PAGE —
— begin —

THE BIBLE MEETS LIFE
Let’s admit it: we’ve all been amazed by a magician’s trick or illusion. Whether it was making his assistant disappear, sawing a person in half, or even a sleight-of-hand card trick, we’ve wondered: How did he do that?
Later, if we discover how he created the illusion, our amazement vanishes as quickly as the assistant. The next time we see that illusion, it seems so obvious what’s actually going on. What changed? We were able to see things from the magician’s perspective.
The way we see people can play tricks on us, too. Our perception or opinion of a person can be skewed by our own prejudices and selfcenteredness, or even by how we hope that person can benefit us. We can be blinded by our own sinfulness.
But when we see people from God’s perspective—the One who created us in His image—relationships change. In a famous story from 2 Samuel 11, King David gave us a tragic example of what happens when we fail to see people from God’s perspective.
WHAT DOES THE BIBLE SAY?
2 Samuel 11:1-4
1 In the spring when kings march out to war, David sent Joab with his officers and all Israel. They destroyed the Ammonites and besieged Rabbah, but David remained in Jerusalem. 2 One evening David got up from his bed and strolled around on the roof of the palace. From the roof he saw a woman bathing — a very beautiful woman. 3 So David sent someone to inquire about her, and he said, “Isn’t this Bathsheba, daughter of Eliam and wife of Uriah the Hittite?” 4 David sent messengers to get her, and when she came to him, he slept with her. Now she had just been purifying herself from her uncleanness. Afterward, she returned home.
Sin comes in all sizes and shapes. Some sins are blatantly obvious, others hide in the shadows where we think no one else can see. We tend to categorize some sins as worse than others, but they all share two things in common: all sin is rebellion against God, and all sin begins in the heart.
We see in David a prime example that sin begins in the heart. That may seem ironic, since Scripture refers to David as a man after God’s own heart (see 1 Sam. 13:14; Acts 13:22). Yet he was still a man with a sinful nature—one that was on display throughout his encounters with Bathsheba, her husband, and the many people who witnessed the actions of a man who was supposed to represent God’s righteousness as their king.
As we dig into the text, we’ll find three key stages of David’s downward spiral into sin.
1. David looked at Bathsheba. Walking on the rooftop of his palace, David happened to see “a very beautiful woman” bathing. No harm done—yet. It’s easy to see things we shouldn’t, especially in today’s culture. The problem is that David didn’t just glance at Bathsheba and then avert his eyes. He looked, and he kept looking.
2. David asked about Bathsheba. David gazed long enough for his “accidental” sighting to turn to lust. Then he wanted to know who he was lusting for. In the space of a moment, David stopped viewing Bathsheba as a woman made in the image of God. Instead, she became nothing more than an object for his enjoyment.

— end —

PROVIDED RECORDS —
— begin —

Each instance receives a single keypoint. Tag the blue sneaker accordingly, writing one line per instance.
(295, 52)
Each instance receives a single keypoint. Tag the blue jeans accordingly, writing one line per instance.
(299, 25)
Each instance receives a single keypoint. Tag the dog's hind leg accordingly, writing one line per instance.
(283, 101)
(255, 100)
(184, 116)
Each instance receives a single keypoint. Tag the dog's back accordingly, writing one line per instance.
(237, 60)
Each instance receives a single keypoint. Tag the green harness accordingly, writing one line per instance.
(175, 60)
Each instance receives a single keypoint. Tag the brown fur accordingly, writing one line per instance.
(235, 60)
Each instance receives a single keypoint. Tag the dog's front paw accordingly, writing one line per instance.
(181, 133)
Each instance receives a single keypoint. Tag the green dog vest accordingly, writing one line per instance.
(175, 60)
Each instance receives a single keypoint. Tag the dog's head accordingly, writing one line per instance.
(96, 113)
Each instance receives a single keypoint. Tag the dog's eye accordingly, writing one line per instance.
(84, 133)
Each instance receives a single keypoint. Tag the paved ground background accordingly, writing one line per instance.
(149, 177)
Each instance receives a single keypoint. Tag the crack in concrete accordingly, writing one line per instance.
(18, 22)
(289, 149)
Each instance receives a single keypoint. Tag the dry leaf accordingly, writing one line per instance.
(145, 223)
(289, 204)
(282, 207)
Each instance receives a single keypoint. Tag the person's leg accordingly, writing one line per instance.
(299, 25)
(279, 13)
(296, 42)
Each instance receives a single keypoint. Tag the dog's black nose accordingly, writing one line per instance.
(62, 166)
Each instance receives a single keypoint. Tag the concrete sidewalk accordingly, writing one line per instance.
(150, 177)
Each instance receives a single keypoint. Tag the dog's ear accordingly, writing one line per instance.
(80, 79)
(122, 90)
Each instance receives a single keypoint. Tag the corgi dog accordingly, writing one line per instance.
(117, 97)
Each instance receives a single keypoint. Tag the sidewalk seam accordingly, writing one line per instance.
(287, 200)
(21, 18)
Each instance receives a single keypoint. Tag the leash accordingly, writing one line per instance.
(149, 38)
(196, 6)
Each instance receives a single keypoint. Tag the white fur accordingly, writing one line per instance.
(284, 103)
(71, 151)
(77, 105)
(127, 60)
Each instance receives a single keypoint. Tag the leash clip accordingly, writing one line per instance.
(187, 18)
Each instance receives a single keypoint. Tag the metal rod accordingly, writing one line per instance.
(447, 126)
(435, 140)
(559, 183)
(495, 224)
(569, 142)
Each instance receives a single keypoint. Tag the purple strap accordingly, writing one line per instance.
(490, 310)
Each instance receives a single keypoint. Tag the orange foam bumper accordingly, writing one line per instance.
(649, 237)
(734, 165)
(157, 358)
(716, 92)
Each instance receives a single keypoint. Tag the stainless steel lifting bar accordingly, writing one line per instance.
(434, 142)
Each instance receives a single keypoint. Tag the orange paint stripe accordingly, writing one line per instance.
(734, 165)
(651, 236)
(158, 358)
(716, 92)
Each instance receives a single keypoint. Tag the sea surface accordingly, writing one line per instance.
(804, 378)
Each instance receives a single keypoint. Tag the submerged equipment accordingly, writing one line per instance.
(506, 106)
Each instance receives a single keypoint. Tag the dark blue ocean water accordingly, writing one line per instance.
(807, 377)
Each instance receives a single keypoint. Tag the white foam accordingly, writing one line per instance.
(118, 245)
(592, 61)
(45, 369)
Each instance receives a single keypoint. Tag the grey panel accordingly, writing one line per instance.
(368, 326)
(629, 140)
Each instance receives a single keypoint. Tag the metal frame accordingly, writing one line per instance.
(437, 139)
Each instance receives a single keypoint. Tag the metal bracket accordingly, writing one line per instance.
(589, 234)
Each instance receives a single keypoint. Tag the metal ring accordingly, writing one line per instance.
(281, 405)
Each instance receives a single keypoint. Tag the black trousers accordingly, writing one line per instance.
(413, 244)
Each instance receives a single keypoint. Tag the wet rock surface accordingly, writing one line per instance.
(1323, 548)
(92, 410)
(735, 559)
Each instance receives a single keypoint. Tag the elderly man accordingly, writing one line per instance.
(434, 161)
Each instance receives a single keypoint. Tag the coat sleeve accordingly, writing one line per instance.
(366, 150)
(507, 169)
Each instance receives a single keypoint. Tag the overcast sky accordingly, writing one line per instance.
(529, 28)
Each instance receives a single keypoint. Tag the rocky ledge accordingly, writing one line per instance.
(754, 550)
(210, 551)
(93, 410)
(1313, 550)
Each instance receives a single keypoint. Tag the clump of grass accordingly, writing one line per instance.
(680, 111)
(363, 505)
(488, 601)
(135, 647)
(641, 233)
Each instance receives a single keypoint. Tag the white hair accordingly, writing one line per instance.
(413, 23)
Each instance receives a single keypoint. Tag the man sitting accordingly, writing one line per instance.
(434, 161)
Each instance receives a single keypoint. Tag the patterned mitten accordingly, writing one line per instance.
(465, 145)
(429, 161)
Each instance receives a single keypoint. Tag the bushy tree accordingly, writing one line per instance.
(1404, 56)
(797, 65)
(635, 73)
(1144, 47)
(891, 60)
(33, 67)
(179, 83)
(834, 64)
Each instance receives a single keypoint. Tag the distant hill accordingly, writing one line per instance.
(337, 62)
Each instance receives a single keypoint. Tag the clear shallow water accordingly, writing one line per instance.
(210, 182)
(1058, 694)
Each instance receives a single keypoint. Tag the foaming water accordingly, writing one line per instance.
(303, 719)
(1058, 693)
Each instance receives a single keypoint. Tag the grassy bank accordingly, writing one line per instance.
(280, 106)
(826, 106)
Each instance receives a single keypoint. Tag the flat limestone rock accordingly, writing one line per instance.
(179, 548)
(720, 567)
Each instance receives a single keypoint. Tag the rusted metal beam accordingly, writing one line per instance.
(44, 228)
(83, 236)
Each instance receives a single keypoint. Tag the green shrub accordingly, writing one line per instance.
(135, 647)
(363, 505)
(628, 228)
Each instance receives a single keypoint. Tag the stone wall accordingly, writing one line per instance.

— end —

THE REQUEST —
Condense the paragraph of the Bible study beginning "Sin comes in all sizes and shapes" into two sentences that keep its main points. The records are separate material from the text above them.

COMPLETE ANSWER —
Sins vary: some are blatantly obvious, others hidden, and we tend to rank some as worse than others. Yet all sin is rebellion against God, and all sin begins in the heart.